====== DATA SUPPLIED
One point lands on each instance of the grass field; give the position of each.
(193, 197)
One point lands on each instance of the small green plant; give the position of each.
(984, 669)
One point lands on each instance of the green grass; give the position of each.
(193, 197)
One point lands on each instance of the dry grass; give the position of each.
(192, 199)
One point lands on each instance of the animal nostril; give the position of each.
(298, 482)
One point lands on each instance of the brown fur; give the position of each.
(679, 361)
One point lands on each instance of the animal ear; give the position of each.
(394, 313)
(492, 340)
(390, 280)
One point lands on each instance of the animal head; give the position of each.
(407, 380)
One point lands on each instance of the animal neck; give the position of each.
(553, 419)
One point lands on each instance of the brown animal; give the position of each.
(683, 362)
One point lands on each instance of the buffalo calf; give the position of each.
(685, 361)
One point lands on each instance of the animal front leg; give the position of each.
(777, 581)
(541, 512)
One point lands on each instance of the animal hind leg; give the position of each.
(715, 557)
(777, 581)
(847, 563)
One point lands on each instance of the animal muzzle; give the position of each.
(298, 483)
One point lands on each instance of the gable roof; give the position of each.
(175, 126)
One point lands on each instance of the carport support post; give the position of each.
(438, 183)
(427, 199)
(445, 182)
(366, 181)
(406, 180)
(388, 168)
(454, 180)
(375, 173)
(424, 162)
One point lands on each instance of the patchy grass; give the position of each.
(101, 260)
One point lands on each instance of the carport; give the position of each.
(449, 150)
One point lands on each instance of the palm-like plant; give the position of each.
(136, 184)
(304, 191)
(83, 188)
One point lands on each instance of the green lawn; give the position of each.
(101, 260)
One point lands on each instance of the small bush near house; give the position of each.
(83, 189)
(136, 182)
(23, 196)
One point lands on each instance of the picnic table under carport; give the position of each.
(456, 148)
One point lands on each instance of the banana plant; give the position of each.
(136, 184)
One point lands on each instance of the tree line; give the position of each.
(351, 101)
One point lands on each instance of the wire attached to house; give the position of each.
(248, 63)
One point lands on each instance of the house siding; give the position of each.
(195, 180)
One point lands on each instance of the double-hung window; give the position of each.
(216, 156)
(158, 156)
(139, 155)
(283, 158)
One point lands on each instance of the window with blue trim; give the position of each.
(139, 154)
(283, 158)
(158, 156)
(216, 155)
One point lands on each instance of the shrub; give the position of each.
============
PROMPT: Every record above should be output exactly.

SOLUTION:
One point lands on each instance of the grass field; give the position of each.
(193, 197)
One point lands on each instance of the small green plant; give the position of each.
(984, 669)
One point lands on each instance of the green grass; give the position of each.
(193, 197)
One point lands on each instance of the dry grass; give the position of each.
(192, 199)
One point lands on each instance of the animal nostril; give the position of each.
(298, 482)
One point lands on each instance of the brown fur; give the position of each.
(679, 361)
One point lands on each instance of the animal ear; give the position of each.
(394, 313)
(492, 340)
(390, 280)
One point lands on each instance of the animal head; give the position of each.
(407, 380)
One point lands on each instance of the animal neck; give the position of each.
(553, 419)
One point lands on each instance of the brown animal; give the position of each.
(683, 362)
One point lands on each instance of the buffalo calf; give the position of each.
(685, 361)
One point lands on each instance of the animal front leg; give the position of each.
(777, 581)
(541, 512)
One point lands on each instance of the animal hind leg; give the position of each.
(715, 557)
(777, 581)
(847, 563)
One point lands on each instance of the animal muzzle; give the position of each.
(298, 483)
One point lands on each instance of the gable roof; give the position of each.
(175, 126)
One point lands on each instance of the carport support post; give the position of each.
(438, 183)
(427, 199)
(445, 182)
(366, 181)
(406, 180)
(388, 168)
(454, 180)
(375, 173)
(424, 162)
One point lands on each instance of the patchy grass; give the position of each.
(101, 260)
One point lands on each instance of the carport; give the position of each.
(449, 150)
One point lands on each instance of the palm-like plant; give the position of each.
(136, 184)
(304, 191)
(83, 188)
One point lands on each instance of the green lawn; give the position of each.
(101, 260)
One point lands on each instance of the small bush near house; give the position of each.
(83, 189)
(136, 182)
(23, 196)
One point lands on each instance of the picnic table under carport; give the position of each.
(456, 148)
One point lands on each instance of the banana plant; give the position of each.
(136, 184)
One point lands on each instance of the tree line; give the position of each.
(351, 101)
One point lands on each instance of the wire attached to house; give the position of each.
(248, 63)
One point lands on each instance of the house siding; give the position of each.
(195, 180)
One point lands on each instance of the double-hung window; give the position of each.
(216, 156)
(158, 156)
(139, 155)
(283, 158)
One point lands on each instance of the window with blue trim; give the position of each.
(139, 154)
(283, 158)
(158, 156)
(216, 155)
One point lands on each instance of the shrub; give the position of each.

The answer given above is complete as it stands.